#### The data
-*-*-
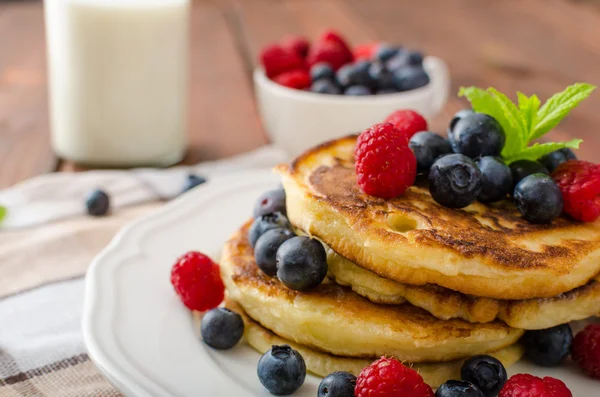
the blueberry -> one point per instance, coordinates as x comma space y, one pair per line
266, 249
455, 181
325, 87
221, 328
301, 263
522, 168
355, 74
97, 203
281, 370
267, 222
357, 90
548, 347
410, 78
337, 384
553, 160
386, 52
485, 372
497, 179
192, 181
427, 147
477, 135
538, 198
322, 70
459, 115
458, 388
270, 201
382, 77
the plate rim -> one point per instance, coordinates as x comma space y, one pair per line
122, 374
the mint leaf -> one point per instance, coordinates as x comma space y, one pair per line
558, 106
538, 150
528, 106
483, 101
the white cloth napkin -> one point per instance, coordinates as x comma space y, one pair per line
54, 196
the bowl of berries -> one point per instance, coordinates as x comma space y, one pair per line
311, 92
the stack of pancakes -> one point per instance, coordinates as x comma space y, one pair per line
408, 278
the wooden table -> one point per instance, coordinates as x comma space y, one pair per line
535, 46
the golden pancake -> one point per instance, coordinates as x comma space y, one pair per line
335, 320
539, 313
322, 364
482, 250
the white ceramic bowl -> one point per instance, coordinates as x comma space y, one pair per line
296, 120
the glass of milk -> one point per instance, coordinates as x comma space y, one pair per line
118, 78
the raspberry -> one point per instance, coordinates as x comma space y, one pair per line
276, 60
525, 385
329, 52
298, 79
579, 182
365, 51
585, 350
335, 37
388, 377
407, 121
385, 165
296, 44
197, 281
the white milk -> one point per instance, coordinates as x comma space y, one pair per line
118, 78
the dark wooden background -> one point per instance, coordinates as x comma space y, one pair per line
535, 46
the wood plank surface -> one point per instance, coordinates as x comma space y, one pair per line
535, 46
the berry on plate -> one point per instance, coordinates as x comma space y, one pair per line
585, 350
553, 160
455, 181
427, 147
335, 37
298, 79
325, 86
197, 281
97, 203
269, 202
266, 249
301, 263
329, 52
276, 60
525, 385
320, 71
410, 78
221, 328
485, 372
407, 121
296, 44
476, 135
523, 168
538, 198
385, 165
548, 347
281, 370
389, 377
458, 388
497, 179
365, 51
579, 182
337, 384
267, 222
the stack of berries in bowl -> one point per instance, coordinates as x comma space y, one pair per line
489, 156
330, 66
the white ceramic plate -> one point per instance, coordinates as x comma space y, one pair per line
142, 338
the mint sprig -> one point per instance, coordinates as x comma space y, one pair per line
526, 121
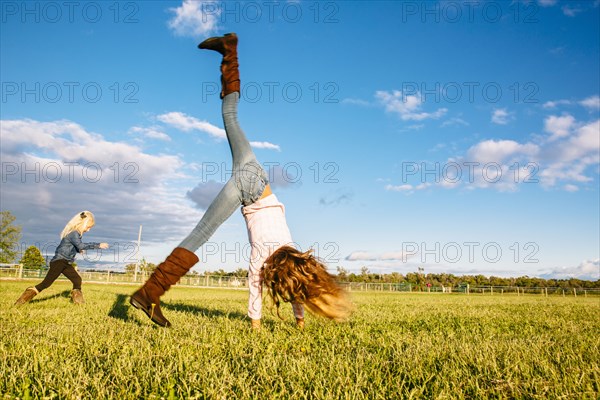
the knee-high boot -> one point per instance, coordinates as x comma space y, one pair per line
168, 273
227, 46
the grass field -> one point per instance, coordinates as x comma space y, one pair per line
396, 346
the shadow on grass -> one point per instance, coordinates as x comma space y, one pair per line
120, 309
210, 313
64, 293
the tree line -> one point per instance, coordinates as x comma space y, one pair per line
32, 258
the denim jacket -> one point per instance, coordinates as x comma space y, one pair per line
70, 245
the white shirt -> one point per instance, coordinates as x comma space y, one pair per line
267, 231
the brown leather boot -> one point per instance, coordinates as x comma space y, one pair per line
227, 46
27, 295
168, 273
77, 296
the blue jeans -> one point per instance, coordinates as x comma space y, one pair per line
246, 185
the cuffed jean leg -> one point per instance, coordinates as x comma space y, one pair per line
56, 268
221, 208
238, 143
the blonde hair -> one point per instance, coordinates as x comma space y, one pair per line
293, 276
78, 223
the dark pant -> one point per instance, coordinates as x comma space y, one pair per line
60, 267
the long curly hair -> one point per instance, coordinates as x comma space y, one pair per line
293, 276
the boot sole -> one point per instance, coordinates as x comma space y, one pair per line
140, 306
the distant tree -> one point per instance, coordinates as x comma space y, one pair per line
364, 274
10, 235
342, 274
240, 273
32, 258
144, 267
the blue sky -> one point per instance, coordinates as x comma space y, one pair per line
461, 137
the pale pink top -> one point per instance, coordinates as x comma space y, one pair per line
267, 231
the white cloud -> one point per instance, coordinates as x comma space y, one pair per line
501, 117
204, 193
570, 11
571, 188
389, 256
152, 133
498, 151
586, 270
73, 169
357, 102
559, 127
592, 103
408, 107
265, 145
556, 103
455, 121
565, 162
337, 197
399, 188
195, 18
187, 123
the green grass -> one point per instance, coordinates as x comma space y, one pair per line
396, 346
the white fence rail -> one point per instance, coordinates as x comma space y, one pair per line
242, 283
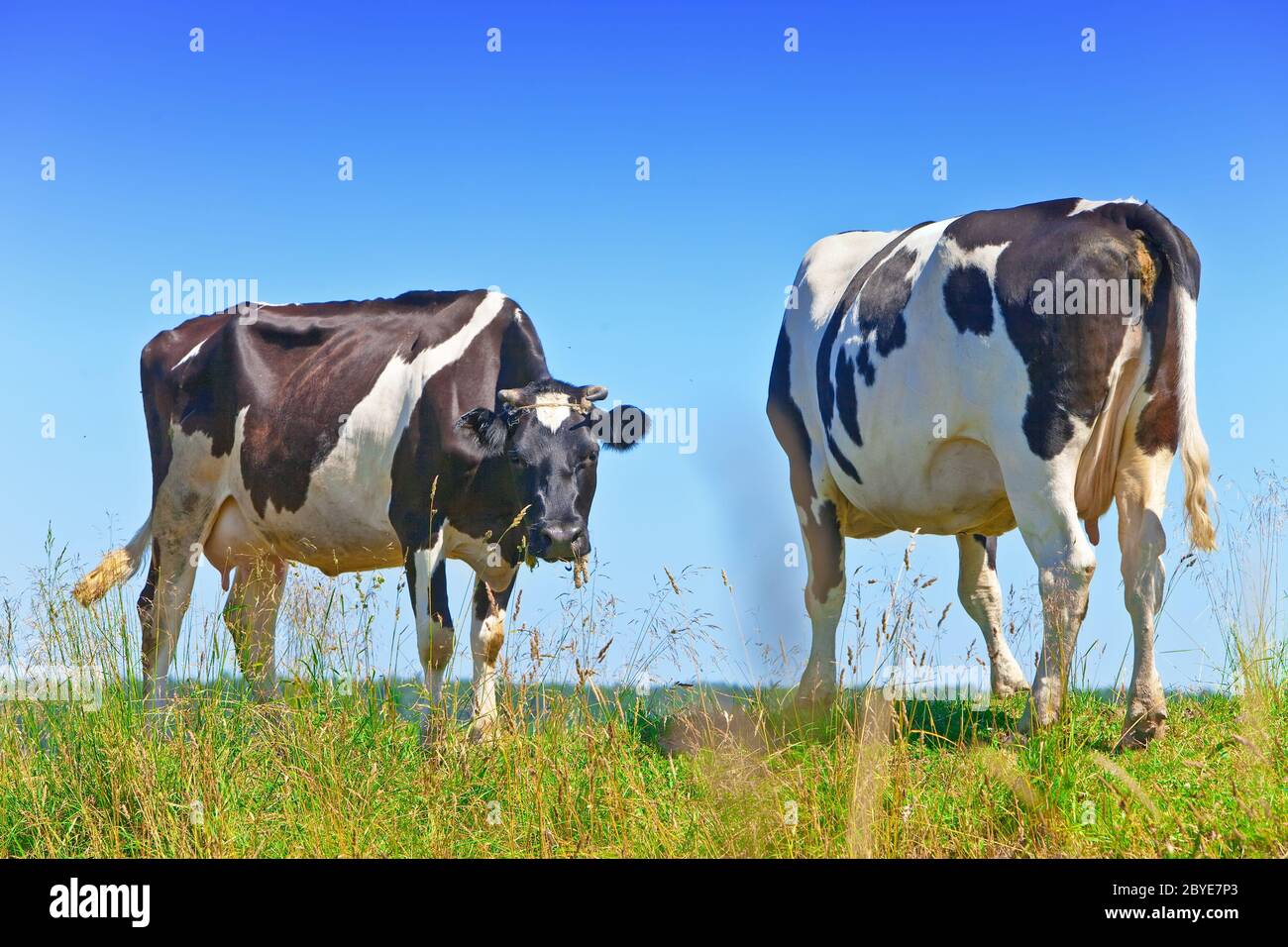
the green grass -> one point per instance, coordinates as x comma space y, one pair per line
-*-*-
#### What to do
Omitting the images, copy the listing exactly.

#### Response
the blueberry -> one point per instance, coordinates as x comma space y, one pair per line
266, 249
455, 181
325, 87
221, 328
301, 263
522, 168
355, 74
97, 203
281, 370
267, 222
357, 90
548, 347
410, 78
337, 384
553, 160
386, 52
485, 372
497, 179
192, 181
427, 147
477, 135
538, 198
322, 70
459, 115
458, 388
270, 201
382, 77
the plate rim -> one point per instance, coordinates as x comma space y, one pair per line
122, 374
the mint leaf -> one point per instance, coordinates as x comma space y, one pair per line
558, 106
538, 150
528, 106
483, 101
the white cloth napkin -> one point per instance, coordinates as x comma space y, one pair per line
54, 196
the bowl of berries -> one point per instance, coordinates as x comma space y, one pair per line
311, 92
the stack of pancakes -> one point per instance, coordinates as x comma space y, one pair per line
408, 278
the wooden table -> one point per instance, coordinates as x comma space y, one pair per line
535, 46
the golden pancake -> one point per instance, coordinates as x comma space y, one pair per line
335, 320
539, 313
322, 364
482, 250
the white ceramic bowl -> one point per instance, coordinates as x comma space y, one pair per line
296, 120
the glass of milk -> one point per instance, coordinates as x comma space y, one pair per line
118, 78
the raspberry -> one point per instance, coordinates as x comma space y, one pair per line
276, 60
525, 385
329, 52
298, 79
579, 182
365, 51
585, 350
335, 37
388, 377
407, 121
385, 165
296, 44
197, 281
the white milk -> one point per instance, coordinates as x comma space y, one pair per line
118, 78
the dark wooden background -> one point per instance, coordinates as x comma space y, one pair per line
535, 46
the wood plank surface -> one point per instance, coordinates as x comma space y, one pair per line
535, 46
the berry on plate -> one point per instance, coordinates as x comma space y, one pair per line
585, 350
553, 160
455, 181
427, 147
335, 37
298, 79
325, 86
197, 281
97, 203
269, 202
266, 249
301, 263
329, 52
276, 60
525, 385
320, 71
410, 78
221, 328
485, 372
407, 121
296, 44
476, 135
523, 168
538, 198
385, 165
548, 347
281, 370
389, 377
458, 388
497, 179
365, 51
579, 182
337, 384
267, 222
the stack of berries in bowl -> one point per instance, coordinates as x comma space y, one pair per line
489, 156
330, 66
the white ceramic plate -> one point per instance, coordinates as x comma space y, one pair per line
142, 338
the mint sprig -> one point per instance, coordinates as x comma space y, one pair per line
526, 121
the knee-high boot -> one point per instance, coordinates as x comma space y, one pair per line
168, 273
227, 46
the grass field -> one point per instance, coordinates as x comma space y, one pair per line
396, 346
the shadow on grass -> one point per instance, coordinates as x comma space y, one pair per line
120, 309
210, 313
64, 293
the tree line -> one point per instance, coordinates as x comma space y, one pair per line
32, 258
the denim jacket -> one point per instance, coordinates as x comma space y, one pair per line
70, 245
the white shirt -> one point per instance, coordinates as x comma space y, one pair per line
267, 231
the brown leather boot -> one point per instance, coordinates as x comma space y, one pair per line
227, 46
27, 295
168, 273
77, 296
the blue jeans -> one point per instance, coordinates as x comma space y, one pair per line
246, 185
the cuffed jean leg -> one point per instance, coordinates as x comma space y, one pair per line
56, 268
221, 208
238, 143
the blonde hair -> one point per instance, coordinates as x comma space y, one pair per line
293, 276
78, 223
the dark pant -> one point per instance, coordinates as x comma space y, one pair per line
60, 267
the long curly hair -> one point per instance, coordinates as x comma space y, one pair per line
293, 276
the boot sole -> one point per instance, coordinates as x comma space y, one pair per line
140, 306
the distant tree -> one point per instance, coordinates as x comma space y, one pair per line
364, 274
10, 235
342, 274
240, 273
32, 258
144, 267
the blue sky -> one point per instance, coordinates as x comma space y, one pair per line
461, 137
the pale pink top -> one point per instance, coordinates as x comma space y, one pair per line
267, 231
the white cloud -> one point per instance, coordinates as x comma space y, one pair per line
501, 117
204, 193
570, 11
571, 188
389, 256
152, 133
498, 151
586, 270
73, 169
357, 102
559, 127
592, 103
408, 107
265, 145
556, 103
455, 121
565, 162
337, 197
399, 188
195, 18
187, 123
the green grass -> one point per instance, coordinates as x comma space y, one pair per line
396, 346
the white fence rail -> one point per instance, coordinates as x comma space y, one pair per line
242, 283
the green grass -> one point per instance, coordinates as x comma space y, one pair per line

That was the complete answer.